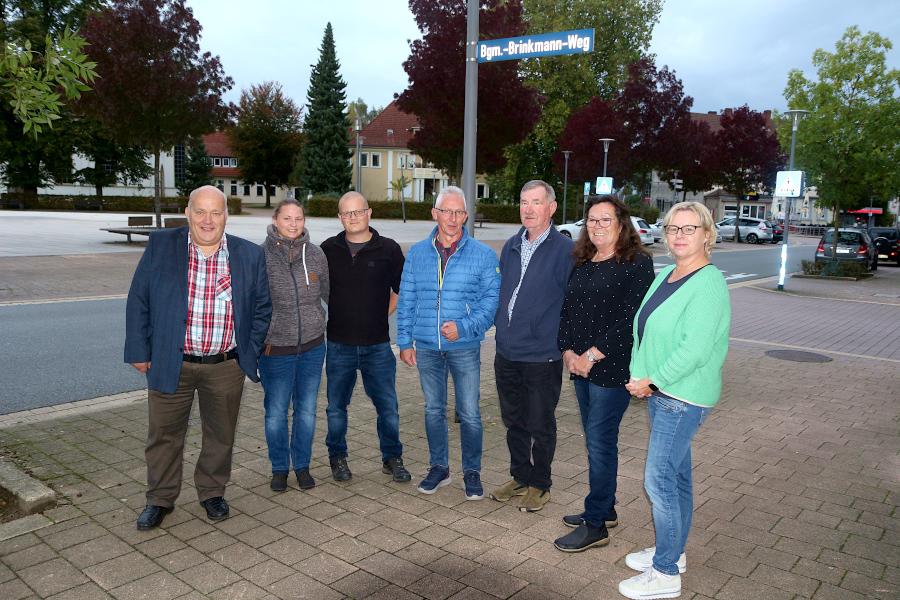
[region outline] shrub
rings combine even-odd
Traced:
[[[801,261],[804,275],[821,277],[853,277],[859,279],[867,273],[866,265],[845,261]]]
[[[162,199],[162,212],[182,213],[187,206],[185,196]],[[110,210],[114,212],[153,212],[153,198],[147,196],[51,195],[6,193],[0,197],[0,207],[21,210]],[[241,199],[228,199],[228,212],[241,214]]]
[[[330,195],[313,196],[306,201],[306,215],[310,217],[334,217],[337,215],[338,198]],[[400,202],[394,200],[376,200],[369,202],[375,219],[402,219]],[[518,223],[519,205],[478,204],[476,213],[494,223]],[[431,203],[406,202],[406,218],[412,221],[430,221]]]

◇ ◇ ◇ ◇ ◇

Exercise prompt:
Write out the entries word for word. Skip the pictures.

Answer to this task:
[region outline] shrub
rings combine even-odd
Traced:
[[[801,261],[804,275],[821,277],[853,277],[859,279],[867,273],[866,265],[845,261]]]
[[[162,199],[162,212],[182,213],[187,206],[185,196]],[[110,210],[114,212],[153,212],[153,198],[147,196],[51,195],[6,193],[0,197],[0,207],[21,210]],[[241,199],[228,199],[228,212],[241,214]]]
[[[330,195],[313,196],[306,201],[306,215],[310,217],[334,217],[337,215],[338,198]],[[400,202],[394,200],[376,200],[369,202],[375,219],[402,219]],[[518,223],[519,205],[478,204],[476,213],[494,223]],[[431,203],[406,202],[406,218],[412,221],[430,221]]]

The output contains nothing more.